*** Block opens ***

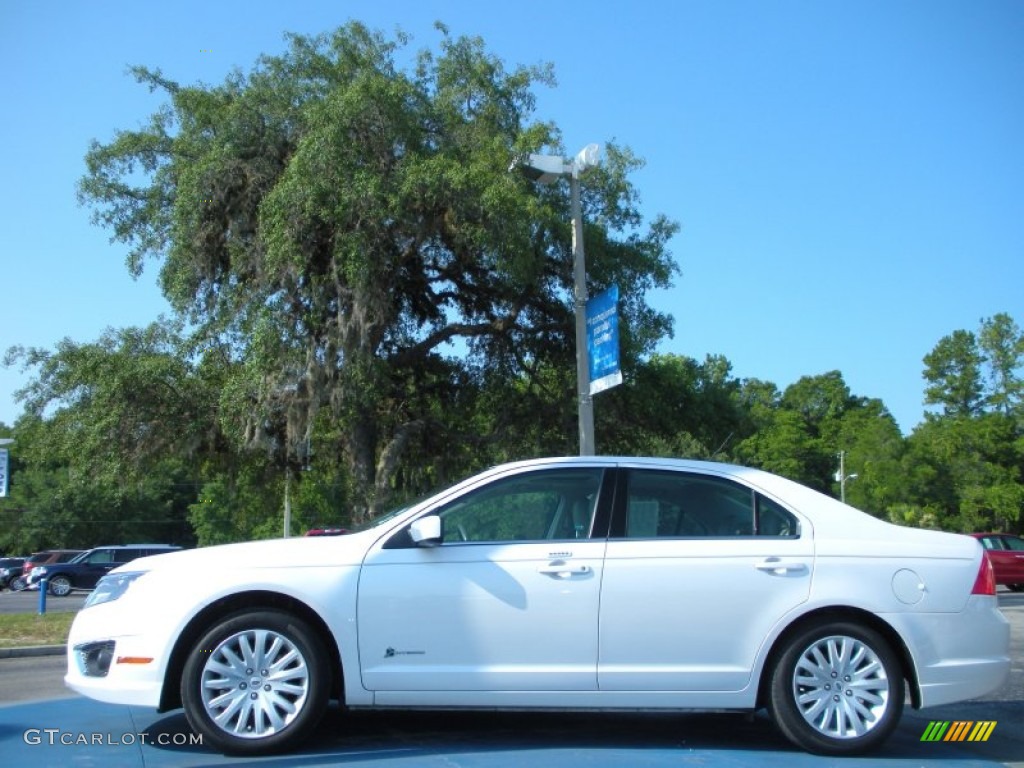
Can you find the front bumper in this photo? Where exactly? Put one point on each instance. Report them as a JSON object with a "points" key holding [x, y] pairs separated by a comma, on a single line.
{"points": [[107, 666]]}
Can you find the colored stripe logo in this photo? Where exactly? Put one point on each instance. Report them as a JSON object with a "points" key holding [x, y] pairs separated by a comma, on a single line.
{"points": [[958, 730]]}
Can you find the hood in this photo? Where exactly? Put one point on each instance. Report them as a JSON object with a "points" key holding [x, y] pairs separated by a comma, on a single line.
{"points": [[270, 553]]}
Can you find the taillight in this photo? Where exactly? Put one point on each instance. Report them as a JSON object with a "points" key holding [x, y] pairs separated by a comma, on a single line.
{"points": [[985, 583]]}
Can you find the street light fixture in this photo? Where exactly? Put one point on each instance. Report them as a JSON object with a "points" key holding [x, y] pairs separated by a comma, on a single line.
{"points": [[546, 169]]}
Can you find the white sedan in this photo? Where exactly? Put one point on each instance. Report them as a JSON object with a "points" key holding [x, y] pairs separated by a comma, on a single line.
{"points": [[565, 584]]}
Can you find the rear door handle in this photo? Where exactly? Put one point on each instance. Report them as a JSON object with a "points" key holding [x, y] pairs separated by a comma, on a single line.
{"points": [[776, 566]]}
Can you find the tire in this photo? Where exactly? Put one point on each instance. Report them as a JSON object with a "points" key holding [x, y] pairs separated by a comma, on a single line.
{"points": [[837, 689], [256, 683], [59, 586]]}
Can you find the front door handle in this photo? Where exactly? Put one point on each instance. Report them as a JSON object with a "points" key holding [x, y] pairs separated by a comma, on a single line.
{"points": [[563, 569], [777, 567]]}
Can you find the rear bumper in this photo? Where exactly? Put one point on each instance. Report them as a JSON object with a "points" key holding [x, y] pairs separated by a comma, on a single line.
{"points": [[957, 656]]}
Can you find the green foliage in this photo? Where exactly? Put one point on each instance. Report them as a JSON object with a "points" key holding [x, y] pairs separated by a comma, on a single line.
{"points": [[367, 301], [341, 222]]}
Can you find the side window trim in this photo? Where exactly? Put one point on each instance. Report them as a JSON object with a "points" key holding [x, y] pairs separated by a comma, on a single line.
{"points": [[599, 520], [620, 515]]}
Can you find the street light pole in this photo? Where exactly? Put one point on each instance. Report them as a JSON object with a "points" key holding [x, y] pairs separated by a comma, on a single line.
{"points": [[842, 476], [545, 169], [586, 400]]}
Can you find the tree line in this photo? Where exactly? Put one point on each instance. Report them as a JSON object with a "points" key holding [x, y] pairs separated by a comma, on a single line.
{"points": [[368, 304]]}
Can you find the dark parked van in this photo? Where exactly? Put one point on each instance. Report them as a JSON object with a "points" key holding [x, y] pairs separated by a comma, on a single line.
{"points": [[85, 570]]}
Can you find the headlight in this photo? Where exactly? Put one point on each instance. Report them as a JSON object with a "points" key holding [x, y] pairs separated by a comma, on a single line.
{"points": [[111, 587]]}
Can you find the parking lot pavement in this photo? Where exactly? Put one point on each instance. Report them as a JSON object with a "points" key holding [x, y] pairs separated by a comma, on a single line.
{"points": [[78, 732], [73, 731]]}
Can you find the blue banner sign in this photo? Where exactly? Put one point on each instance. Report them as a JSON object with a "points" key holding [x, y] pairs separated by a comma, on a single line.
{"points": [[602, 340]]}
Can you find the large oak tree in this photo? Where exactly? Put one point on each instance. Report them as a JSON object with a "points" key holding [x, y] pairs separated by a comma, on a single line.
{"points": [[346, 229]]}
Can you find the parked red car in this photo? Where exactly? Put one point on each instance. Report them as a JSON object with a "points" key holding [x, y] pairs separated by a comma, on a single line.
{"points": [[1007, 553]]}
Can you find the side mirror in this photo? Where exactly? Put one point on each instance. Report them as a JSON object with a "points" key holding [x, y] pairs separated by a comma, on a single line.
{"points": [[426, 531]]}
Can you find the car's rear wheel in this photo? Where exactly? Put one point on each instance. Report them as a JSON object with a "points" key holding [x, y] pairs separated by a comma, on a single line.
{"points": [[256, 683], [837, 689], [59, 586]]}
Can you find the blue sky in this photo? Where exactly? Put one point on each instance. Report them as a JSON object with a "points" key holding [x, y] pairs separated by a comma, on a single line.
{"points": [[849, 176]]}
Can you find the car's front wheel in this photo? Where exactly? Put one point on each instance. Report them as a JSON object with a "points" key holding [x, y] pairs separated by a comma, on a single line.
{"points": [[256, 683], [837, 689], [59, 586]]}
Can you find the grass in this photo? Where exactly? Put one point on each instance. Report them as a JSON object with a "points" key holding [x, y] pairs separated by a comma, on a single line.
{"points": [[31, 629]]}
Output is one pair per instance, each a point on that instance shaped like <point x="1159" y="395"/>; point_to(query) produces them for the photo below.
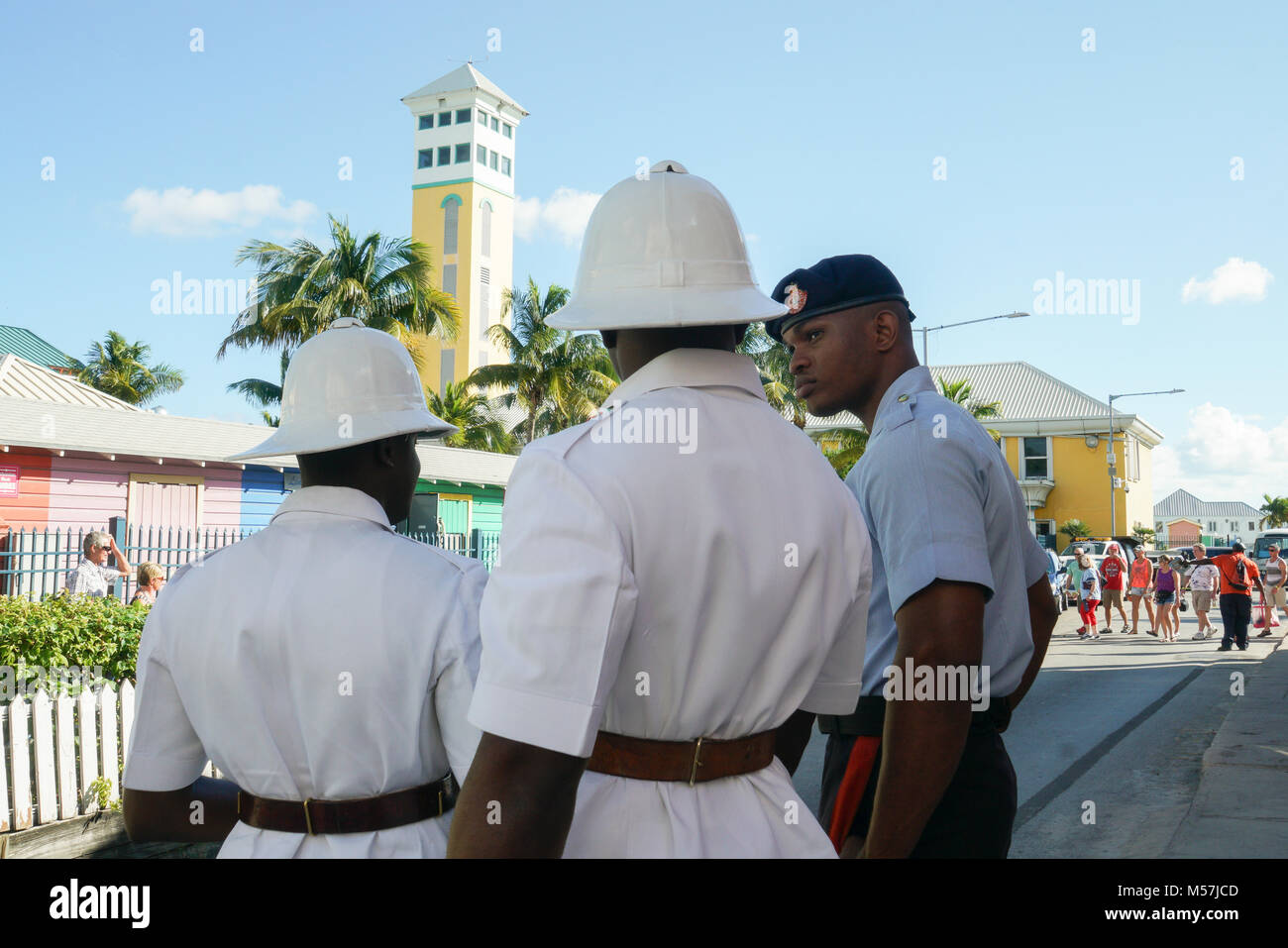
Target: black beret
<point x="837" y="282"/>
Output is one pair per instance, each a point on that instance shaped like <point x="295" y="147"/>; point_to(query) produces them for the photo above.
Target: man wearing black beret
<point x="958" y="582"/>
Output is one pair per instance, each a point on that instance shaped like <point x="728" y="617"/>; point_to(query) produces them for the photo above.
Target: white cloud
<point x="1234" y="279"/>
<point x="563" y="215"/>
<point x="1224" y="456"/>
<point x="187" y="213"/>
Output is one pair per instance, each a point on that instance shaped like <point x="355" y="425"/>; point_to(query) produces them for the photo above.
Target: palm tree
<point x="469" y="410"/>
<point x="386" y="282"/>
<point x="265" y="394"/>
<point x="773" y="361"/>
<point x="120" y="369"/>
<point x="960" y="391"/>
<point x="1275" y="510"/>
<point x="555" y="376"/>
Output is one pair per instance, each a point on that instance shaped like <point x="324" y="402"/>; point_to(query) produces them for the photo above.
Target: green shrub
<point x="62" y="631"/>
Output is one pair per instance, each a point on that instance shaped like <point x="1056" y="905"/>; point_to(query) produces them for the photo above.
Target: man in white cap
<point x="683" y="581"/>
<point x="325" y="665"/>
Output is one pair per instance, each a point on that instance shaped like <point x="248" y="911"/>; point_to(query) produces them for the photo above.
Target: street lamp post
<point x="1113" y="459"/>
<point x="925" y="333"/>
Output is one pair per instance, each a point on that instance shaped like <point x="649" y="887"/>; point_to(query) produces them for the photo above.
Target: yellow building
<point x="1056" y="441"/>
<point x="463" y="207"/>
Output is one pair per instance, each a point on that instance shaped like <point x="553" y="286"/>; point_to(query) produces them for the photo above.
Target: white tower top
<point x="465" y="130"/>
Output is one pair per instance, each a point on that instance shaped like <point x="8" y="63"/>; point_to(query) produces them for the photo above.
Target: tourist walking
<point x="1141" y="575"/>
<point x="1089" y="596"/>
<point x="1164" y="597"/>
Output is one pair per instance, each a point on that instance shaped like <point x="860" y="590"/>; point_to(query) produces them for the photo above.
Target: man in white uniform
<point x="325" y="665"/>
<point x="679" y="579"/>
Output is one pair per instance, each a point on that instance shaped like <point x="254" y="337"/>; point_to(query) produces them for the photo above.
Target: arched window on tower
<point x="485" y="210"/>
<point x="451" y="218"/>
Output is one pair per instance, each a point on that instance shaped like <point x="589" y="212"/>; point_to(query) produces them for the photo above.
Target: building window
<point x="1037" y="459"/>
<point x="451" y="218"/>
<point x="485" y="228"/>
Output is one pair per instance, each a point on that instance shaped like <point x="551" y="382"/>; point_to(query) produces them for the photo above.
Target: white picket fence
<point x="54" y="749"/>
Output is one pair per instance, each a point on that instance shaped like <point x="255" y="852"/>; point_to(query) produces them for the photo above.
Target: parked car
<point x="1057" y="578"/>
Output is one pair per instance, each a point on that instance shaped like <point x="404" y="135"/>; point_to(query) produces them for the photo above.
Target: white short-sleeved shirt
<point x="90" y="579"/>
<point x="323" y="657"/>
<point x="703" y="584"/>
<point x="941" y="504"/>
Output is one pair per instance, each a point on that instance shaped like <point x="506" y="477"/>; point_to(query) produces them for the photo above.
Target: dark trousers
<point x="1235" y="614"/>
<point x="975" y="815"/>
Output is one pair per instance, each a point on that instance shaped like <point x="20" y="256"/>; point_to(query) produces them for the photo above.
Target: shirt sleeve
<point x="555" y="613"/>
<point x="458" y="666"/>
<point x="165" y="751"/>
<point x="925" y="501"/>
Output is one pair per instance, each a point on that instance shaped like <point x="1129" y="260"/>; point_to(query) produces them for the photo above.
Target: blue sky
<point x="1106" y="163"/>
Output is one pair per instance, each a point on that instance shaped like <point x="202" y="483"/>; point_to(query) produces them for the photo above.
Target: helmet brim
<point x="316" y="440"/>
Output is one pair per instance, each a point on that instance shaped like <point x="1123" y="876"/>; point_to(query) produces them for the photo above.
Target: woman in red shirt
<point x="1141" y="575"/>
<point x="1112" y="574"/>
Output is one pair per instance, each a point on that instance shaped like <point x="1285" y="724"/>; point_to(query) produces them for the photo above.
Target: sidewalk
<point x="1240" y="809"/>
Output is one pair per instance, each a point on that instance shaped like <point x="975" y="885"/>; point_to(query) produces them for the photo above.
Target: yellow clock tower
<point x="463" y="207"/>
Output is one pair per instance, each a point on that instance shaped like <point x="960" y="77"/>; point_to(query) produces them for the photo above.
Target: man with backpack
<point x="1236" y="572"/>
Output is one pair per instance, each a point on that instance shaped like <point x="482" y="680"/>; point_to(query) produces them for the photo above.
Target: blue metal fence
<point x="35" y="563"/>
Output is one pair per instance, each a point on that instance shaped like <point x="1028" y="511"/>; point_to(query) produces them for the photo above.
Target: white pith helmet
<point x="664" y="252"/>
<point x="344" y="386"/>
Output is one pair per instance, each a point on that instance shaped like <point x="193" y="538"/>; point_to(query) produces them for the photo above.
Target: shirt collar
<point x="915" y="378"/>
<point x="335" y="501"/>
<point x="692" y="369"/>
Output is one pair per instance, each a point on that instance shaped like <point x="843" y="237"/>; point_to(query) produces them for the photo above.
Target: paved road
<point x="1113" y="730"/>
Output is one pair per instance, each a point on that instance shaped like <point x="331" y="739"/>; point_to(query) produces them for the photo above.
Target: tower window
<point x="451" y="217"/>
<point x="485" y="230"/>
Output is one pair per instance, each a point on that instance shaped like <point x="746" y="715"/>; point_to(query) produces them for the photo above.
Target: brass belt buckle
<point x="694" y="772"/>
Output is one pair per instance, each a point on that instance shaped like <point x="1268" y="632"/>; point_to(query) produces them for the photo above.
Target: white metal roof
<point x="463" y="78"/>
<point x="1025" y="393"/>
<point x="1181" y="502"/>
<point x="161" y="438"/>
<point x="24" y="378"/>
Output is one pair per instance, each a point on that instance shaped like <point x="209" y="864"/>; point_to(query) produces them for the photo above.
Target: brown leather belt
<point x="691" y="762"/>
<point x="368" y="815"/>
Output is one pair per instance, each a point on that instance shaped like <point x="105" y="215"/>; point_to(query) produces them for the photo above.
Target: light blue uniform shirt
<point x="941" y="504"/>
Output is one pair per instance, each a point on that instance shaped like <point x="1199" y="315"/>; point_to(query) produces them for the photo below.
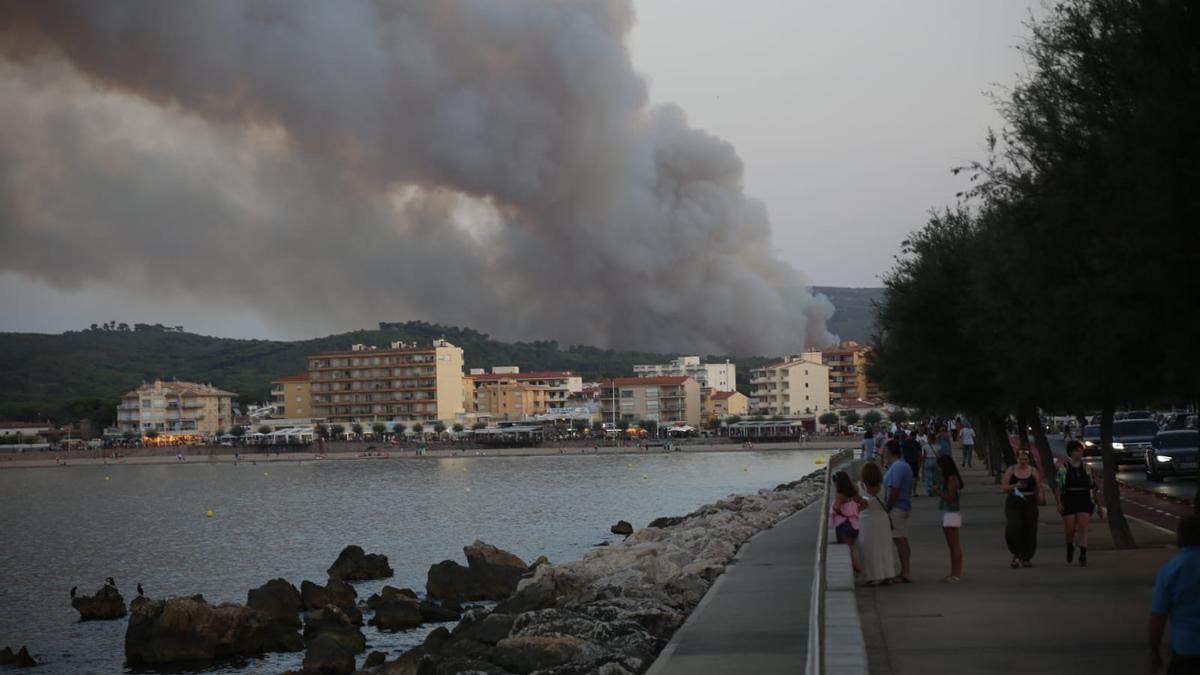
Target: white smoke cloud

*** Block closes ***

State the number of lines above that include the word "below", and write nothing besides that number.

** Response **
2